DOCUMENT TEXT —
*** Begin section ***

How to Screen Remote Workers06/11/2021
While remote work has been around for many years, it has assumed an entirely new meaning over the past 1.5 years. Recent global events, particularly the Coronavirus pandemic, have led to the rise of remote work. An increasing number of organizations that were probably not prepared to make the transition are now embracing it.
This trend has opened up a new horizon in recruitment. Hiring is no longer limited to any geographical location. Talent is being recruited from all over the world, regardless of where the brick-and-mortar office is actually located. It has also caused some challenges with screening candidates who can’t be interviewed in person.
Here are six ways to screen remote workers before hiring them.
- Have a value-added application process
The conventional resume-based hiring process is passé in many companies. Organizations are increasingly adopting a value-added application process that provides information about the company to the candidate while simultaneously educating the interview team about the person they want to hire. For instance, when seeking talent for a business developer position, an employer can add questions about the partner duties involved in the job role. Answers to these questions will help interviewers understand how a candidate will approach key responsibilities.

*** End section ***

TASKS TO COMPLETE —
1 - Decide whether each statement agrees with the article on screening remote workers, answering yes or no and quoting the words of the article that decide it. (a) Remote work has taken on an entirely new meaning over the past 1.5 years. (b) Hiring is now limited to candidates who live near the physical office. (c) The article offers eight ways to screen remote workers.
2 - Write out the passage of the article on screening remote workers that begins at the words "How to Screen" and stops after the words "interviewed in person.".

SUPPLIED DATA —
*** Begin section ***

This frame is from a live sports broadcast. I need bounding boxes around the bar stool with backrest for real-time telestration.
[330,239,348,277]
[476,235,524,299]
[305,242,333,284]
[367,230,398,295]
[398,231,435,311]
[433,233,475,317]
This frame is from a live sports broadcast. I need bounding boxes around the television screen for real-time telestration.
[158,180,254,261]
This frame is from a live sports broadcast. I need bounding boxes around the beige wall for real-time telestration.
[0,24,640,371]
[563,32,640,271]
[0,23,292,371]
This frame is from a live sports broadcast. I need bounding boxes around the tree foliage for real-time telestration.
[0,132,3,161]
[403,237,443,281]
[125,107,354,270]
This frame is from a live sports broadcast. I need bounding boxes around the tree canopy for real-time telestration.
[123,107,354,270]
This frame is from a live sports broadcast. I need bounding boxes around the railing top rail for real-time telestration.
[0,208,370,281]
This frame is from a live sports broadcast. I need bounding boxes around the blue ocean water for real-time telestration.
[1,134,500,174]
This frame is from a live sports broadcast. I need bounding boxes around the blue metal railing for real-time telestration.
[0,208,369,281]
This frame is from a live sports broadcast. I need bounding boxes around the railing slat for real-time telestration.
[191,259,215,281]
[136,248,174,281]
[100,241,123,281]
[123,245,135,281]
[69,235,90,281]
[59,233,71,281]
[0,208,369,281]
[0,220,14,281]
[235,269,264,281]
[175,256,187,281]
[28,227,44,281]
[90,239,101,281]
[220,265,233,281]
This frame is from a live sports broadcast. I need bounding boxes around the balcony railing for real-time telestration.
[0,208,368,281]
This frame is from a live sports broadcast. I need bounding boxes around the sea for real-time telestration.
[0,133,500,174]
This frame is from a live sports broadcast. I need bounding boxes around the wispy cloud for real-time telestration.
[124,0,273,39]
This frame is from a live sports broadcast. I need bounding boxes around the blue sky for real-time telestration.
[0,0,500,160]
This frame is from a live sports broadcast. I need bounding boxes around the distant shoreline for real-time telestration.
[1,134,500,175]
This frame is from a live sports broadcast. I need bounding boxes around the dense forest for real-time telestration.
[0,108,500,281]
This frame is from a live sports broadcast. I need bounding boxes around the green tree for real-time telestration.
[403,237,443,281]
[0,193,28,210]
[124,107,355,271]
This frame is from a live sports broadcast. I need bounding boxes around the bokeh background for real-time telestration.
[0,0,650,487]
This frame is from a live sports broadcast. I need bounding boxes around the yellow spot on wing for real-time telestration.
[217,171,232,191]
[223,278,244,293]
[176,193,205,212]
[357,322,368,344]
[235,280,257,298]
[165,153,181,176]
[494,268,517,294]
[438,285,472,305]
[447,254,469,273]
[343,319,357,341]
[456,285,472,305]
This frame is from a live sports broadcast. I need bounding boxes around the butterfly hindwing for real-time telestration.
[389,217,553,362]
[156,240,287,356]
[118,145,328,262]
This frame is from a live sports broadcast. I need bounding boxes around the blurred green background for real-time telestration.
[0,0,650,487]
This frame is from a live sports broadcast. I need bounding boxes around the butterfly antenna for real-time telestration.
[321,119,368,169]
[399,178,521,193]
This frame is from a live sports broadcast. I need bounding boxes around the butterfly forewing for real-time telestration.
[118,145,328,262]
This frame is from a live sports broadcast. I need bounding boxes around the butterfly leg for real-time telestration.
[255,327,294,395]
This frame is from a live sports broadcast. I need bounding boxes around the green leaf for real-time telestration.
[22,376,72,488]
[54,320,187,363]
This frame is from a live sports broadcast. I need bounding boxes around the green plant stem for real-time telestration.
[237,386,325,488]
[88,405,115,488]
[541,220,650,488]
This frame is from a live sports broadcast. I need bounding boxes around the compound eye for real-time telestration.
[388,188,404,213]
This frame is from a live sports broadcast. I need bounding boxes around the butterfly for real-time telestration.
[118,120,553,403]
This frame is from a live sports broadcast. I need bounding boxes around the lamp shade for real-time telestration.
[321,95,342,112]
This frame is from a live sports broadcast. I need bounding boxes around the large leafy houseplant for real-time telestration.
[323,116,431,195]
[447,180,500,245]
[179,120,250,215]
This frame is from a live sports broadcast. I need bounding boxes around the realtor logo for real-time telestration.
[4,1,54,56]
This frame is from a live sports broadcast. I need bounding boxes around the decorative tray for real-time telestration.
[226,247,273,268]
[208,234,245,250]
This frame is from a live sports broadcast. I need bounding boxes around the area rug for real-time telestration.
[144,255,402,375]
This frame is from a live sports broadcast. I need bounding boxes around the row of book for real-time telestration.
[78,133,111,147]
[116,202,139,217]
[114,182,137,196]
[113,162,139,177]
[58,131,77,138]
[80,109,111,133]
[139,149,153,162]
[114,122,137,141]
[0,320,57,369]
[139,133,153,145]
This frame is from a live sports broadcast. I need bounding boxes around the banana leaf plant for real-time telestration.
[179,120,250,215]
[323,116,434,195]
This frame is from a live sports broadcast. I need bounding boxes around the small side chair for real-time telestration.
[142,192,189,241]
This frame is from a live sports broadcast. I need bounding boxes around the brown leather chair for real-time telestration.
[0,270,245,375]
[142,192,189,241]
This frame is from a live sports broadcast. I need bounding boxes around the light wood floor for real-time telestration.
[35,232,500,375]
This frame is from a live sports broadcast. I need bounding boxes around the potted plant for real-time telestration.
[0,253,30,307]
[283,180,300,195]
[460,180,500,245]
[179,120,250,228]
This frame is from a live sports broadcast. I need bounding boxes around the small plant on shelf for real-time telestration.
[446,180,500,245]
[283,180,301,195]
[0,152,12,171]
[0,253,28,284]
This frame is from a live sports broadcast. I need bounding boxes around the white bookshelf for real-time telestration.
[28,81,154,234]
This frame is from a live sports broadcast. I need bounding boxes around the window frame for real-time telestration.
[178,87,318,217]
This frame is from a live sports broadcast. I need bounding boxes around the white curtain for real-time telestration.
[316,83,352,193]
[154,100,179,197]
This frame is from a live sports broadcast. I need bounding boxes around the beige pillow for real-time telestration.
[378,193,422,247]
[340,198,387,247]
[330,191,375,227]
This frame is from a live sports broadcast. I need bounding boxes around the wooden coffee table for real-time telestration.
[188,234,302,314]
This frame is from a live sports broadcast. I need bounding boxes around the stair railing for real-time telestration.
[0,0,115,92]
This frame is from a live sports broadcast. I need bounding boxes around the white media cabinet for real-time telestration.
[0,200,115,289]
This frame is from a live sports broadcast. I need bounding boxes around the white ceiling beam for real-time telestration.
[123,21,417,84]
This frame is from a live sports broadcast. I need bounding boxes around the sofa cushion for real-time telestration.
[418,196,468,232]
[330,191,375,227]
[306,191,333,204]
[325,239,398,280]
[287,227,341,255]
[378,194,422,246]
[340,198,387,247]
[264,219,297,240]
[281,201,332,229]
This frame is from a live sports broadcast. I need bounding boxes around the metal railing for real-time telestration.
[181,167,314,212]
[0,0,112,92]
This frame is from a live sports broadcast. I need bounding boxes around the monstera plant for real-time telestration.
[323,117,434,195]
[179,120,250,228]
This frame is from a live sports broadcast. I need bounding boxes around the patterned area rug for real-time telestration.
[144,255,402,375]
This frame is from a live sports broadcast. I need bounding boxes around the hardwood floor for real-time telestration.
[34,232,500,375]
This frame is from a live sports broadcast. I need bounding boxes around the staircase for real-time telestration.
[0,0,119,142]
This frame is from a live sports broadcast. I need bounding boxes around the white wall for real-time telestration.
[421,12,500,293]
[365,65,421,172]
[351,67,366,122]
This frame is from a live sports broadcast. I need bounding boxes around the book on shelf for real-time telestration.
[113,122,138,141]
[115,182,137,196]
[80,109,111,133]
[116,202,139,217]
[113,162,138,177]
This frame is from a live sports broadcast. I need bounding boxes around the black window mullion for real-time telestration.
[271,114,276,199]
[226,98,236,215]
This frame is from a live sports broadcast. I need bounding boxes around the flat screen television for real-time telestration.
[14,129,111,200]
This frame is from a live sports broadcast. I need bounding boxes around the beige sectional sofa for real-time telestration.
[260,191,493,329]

*** End section ***

SOLUTIONS IN ORDER —
1 -
(a) Yes: "it has assumed an entirely new meaning over the past 1.5 years"
(b) No: "Hiring is no longer limited to any geographical location."
(c) No: "Here are six ways to screen remote workers before hiring them."

2 -
How to Screen Remote Workers06/11/2021
While remote work has been around for many years, it has assumed an entirely new meaning over the past 1.5 years. Recent global events, particularly the Coronavirus pandemic, have led to the rise of remote work. An increasing number of organizations that were probably not prepared to make the transition are now embracing it.
This trend has opened up a new horizon in recruitment. Hiring is no longer limited to any geographical location. Talent is being recruited from all over the world, regardless of where the brick-and-mortar office is actually located. It has also caused some challenges with screening candidates who can’t be interviewed in person.